── PROVIDED MATERIAL
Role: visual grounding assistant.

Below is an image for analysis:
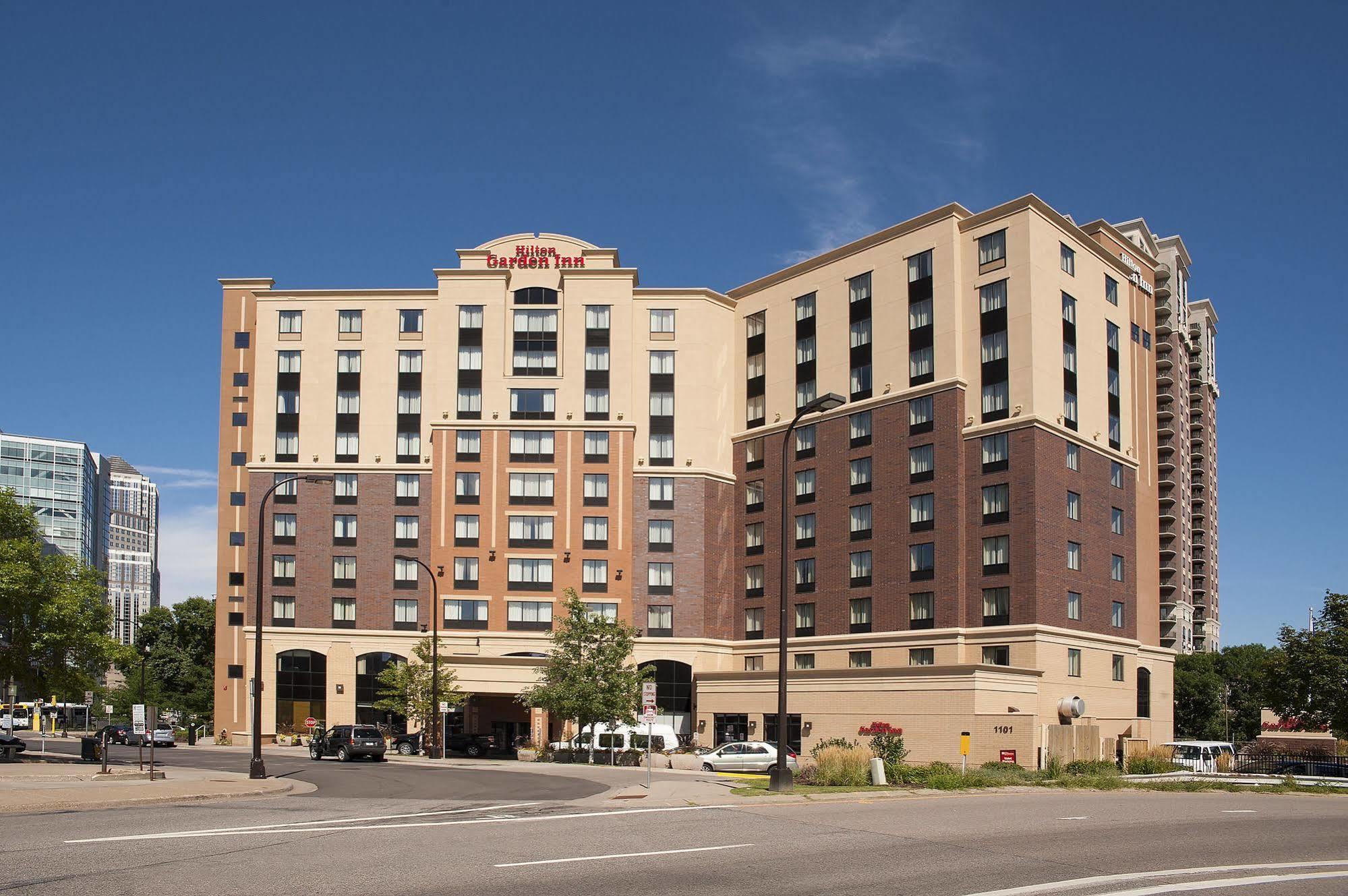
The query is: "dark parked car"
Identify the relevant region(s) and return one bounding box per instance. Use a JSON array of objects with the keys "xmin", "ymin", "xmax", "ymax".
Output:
────
SET PROBLEM:
Rewrite the material above as a numbered list with one line per item, skipping blank lines and leaving out the picture.

TASK RESULT:
1. Role: visual grounding assistant.
2. Below is an image for analysis:
3. The query is: "dark parked car"
4. Identify the relevant region(s) and return one bounding box per instance. Use a JSON array of objects with the keys "xmin", "ymin", "xmax", "ymax".
5. Output:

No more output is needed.